* _WRITTEN TASK A_:
Locate every line in the records that contains the string "Target" and copy each of those lines. Case counts.

* _PAGE EXTRACT_:
= = = = = = =

# Flounder after the storm?



## tips n tails (Mar 2, 2011)

Anybody been out since the storm hit? Thinking about going out here soon to start the learning curve on flounder gigging.


----------



## drifterfisher (Oct 9, 2009)

Unless ya can see through mud,ya might need to wait till next weekend,or even the next one. Water is dirty right now. I'll be going sometime soon if ya want to ride with me.


----------



## tips n tails (Mar 2, 2011)

That sounds good Jared. I ll supply the generator and lights. I work this weekend but I'm off the next weekend if you wanna get together and go.


----------



## drifterfisher (Oct 9, 2009)

Sounds good.


----------



## flounderslayerman (Jun 3, 2011)

The water is pretty good close to the passes. I got 15 Sun night.


----------



## drifterfisher (Oct 9, 2009)

Damn you....


----------



## flounderslayerman (Jun 3, 2011)

I'm one of those that just have to check for myself. The water was good but the wind was blowing 15-20. The ripple was bad and we ran over a bunch of fish.


----------



## flounderslayerman (Jun 3, 2011)

You'll find that limit drift just keep it up. Right now close to the passes is where you're going to find flean water.


----------



## drifterfisher (Oct 9, 2009)

Destin pass area was horrible over the weekend. I'm hoping to get to go sunday or monday night. I went to freeport before the storm and there was less than 1 foot of visibility. This was after driving 75 miles and launching the boat and running about 3 miles to the first spot.dropped my lights and turned them on and was thinking to myself I know I charged the batterys,why is it so dim. I might change tactics and come your way,that 100 dollar license is burning a hole in my wallet.


----------



## tips n tails (Mar 2, 2011)

flounderslayerman said:


> The water is pretty good close to the passes. I got 15 Sun night.


15 is pretty damn good. Do you use a generator for your lights?


----------



## flounderslayerman (Jun 3, 2011)

I do run a generator. I have two 500watt halogens for my side lights and a 400watt Mh for my center light.


----------



## tips n tails (Mar 2, 2011)

ok thanks for sharing, do you just run heavy duty extension cords form the 110 outlets on the generator to the lights? or do you have some surge water protector?


----------



## flounderslayerman (Jun 3, 2011)

12gage cords and the generator has gfci outlets.


----------

= = = = = = =

* _INFORMATION PROVIDED_:
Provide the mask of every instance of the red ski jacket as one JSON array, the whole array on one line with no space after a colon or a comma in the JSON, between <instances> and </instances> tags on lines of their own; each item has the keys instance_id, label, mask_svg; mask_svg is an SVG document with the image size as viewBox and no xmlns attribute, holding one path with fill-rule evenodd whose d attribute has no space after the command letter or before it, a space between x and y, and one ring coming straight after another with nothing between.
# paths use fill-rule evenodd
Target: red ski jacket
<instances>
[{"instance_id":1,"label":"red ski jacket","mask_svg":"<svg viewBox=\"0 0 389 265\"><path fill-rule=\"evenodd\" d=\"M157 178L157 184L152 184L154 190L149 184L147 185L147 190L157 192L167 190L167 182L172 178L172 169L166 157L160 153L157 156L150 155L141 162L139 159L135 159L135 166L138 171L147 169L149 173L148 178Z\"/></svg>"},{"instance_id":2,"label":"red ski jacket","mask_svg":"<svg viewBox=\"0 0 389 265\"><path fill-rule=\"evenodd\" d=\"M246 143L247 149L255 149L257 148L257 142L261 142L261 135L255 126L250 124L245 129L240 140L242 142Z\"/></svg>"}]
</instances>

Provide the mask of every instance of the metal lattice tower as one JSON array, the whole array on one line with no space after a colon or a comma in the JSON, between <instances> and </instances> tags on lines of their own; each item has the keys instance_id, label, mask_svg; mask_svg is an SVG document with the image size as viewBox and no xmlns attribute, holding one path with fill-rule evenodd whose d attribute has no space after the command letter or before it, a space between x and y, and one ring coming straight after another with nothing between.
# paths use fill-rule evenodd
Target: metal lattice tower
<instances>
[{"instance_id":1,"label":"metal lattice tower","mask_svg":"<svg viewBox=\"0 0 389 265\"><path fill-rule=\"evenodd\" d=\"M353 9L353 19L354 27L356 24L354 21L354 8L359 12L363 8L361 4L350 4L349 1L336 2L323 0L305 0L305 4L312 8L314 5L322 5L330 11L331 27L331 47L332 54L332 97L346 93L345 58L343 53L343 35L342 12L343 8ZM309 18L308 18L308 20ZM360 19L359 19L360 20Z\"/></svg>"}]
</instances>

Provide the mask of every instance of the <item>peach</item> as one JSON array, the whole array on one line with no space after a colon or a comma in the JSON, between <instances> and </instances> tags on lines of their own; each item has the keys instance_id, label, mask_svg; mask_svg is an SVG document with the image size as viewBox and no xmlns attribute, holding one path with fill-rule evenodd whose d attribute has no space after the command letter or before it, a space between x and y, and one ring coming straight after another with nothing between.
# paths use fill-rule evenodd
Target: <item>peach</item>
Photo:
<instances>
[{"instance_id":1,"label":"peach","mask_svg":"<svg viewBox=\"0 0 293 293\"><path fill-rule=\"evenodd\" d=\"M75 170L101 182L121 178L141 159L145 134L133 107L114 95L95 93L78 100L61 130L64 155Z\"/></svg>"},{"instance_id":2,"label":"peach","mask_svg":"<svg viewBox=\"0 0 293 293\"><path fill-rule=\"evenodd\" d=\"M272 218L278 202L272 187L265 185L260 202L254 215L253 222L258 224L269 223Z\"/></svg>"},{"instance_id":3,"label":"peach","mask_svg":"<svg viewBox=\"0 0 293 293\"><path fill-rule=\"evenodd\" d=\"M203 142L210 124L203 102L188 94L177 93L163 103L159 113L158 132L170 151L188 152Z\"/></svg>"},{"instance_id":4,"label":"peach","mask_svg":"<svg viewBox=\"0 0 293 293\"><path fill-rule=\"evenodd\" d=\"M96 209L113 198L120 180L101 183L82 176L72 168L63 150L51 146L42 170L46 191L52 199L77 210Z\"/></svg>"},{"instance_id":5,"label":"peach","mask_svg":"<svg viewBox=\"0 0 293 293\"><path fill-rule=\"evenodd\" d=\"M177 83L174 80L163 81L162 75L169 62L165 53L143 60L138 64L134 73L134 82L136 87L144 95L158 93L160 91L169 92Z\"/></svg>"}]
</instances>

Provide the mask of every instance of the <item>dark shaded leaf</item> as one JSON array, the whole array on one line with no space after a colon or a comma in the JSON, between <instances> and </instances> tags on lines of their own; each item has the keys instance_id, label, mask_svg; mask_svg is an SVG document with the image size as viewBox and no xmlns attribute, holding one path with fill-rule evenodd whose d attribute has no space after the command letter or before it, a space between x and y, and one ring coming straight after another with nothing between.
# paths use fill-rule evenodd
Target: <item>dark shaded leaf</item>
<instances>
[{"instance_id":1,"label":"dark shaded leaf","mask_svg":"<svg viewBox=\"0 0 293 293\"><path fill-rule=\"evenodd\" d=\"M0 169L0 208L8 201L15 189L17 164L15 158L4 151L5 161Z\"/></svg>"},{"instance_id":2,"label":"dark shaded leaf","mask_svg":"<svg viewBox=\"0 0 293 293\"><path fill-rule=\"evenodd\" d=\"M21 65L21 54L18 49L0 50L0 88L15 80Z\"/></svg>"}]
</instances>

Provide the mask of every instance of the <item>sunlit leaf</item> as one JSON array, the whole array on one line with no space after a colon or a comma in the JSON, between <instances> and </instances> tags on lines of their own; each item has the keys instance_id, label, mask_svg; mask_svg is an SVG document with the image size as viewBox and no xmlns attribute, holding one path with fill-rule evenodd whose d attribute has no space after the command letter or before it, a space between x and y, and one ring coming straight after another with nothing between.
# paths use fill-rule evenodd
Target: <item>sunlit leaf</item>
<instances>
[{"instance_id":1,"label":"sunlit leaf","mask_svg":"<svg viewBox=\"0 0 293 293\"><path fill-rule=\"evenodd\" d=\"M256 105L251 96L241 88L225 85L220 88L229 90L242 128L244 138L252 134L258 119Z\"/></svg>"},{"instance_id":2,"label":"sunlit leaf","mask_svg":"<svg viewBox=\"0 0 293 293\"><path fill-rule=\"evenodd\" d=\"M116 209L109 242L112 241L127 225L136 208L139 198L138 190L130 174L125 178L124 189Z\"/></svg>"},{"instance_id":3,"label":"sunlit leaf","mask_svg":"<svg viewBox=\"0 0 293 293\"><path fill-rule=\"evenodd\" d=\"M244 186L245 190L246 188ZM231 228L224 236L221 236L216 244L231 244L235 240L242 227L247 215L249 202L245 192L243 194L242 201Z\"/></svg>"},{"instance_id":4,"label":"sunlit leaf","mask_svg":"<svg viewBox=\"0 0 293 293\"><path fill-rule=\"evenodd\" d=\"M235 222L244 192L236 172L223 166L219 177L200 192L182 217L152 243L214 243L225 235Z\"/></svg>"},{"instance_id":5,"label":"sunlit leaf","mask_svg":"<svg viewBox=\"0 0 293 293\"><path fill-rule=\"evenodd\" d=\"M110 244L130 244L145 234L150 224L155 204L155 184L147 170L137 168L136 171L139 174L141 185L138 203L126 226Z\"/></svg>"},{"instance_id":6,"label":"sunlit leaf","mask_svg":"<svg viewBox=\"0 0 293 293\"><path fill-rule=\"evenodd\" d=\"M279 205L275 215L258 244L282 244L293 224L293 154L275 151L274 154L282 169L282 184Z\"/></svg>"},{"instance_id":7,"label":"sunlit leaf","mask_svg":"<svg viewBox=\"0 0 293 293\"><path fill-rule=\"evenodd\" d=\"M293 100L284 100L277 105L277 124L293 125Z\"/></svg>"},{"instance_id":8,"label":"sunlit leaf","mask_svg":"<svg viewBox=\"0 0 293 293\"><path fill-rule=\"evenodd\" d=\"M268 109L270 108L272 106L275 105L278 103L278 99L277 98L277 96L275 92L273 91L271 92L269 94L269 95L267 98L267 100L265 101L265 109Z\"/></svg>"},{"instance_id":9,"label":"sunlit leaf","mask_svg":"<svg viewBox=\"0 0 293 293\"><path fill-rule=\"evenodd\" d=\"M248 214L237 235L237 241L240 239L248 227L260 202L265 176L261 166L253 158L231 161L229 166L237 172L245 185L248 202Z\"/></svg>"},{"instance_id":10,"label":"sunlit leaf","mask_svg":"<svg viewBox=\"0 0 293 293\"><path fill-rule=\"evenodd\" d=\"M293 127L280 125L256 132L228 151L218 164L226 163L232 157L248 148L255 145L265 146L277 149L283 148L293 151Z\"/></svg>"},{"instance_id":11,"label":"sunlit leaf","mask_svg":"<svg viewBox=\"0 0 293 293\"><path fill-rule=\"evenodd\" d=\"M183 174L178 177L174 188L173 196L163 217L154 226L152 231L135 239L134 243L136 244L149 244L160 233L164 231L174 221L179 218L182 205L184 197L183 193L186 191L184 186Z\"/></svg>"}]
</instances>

= = = = = = =

* _WRITTEN TASK B_:
In the flounder gigging thread, why does drifterfisher suggest waiting until next weekend or the one after to go out? Answer in one to three sentences.

* _EXPECTED ANSWER A_:
Target: red ski jacket
Target: metal lattice tower
Target: <item>peach</item>
Target: <item>dark shaded leaf</item>
Target: <item>sunlit leaf</item>

* _EXPECTED ANSWER B_:
The water was dirty at the time. Unless someone could see through mud, going out right away wouldn't work, so drifterfisher suggested waiting until next weekend or the one after.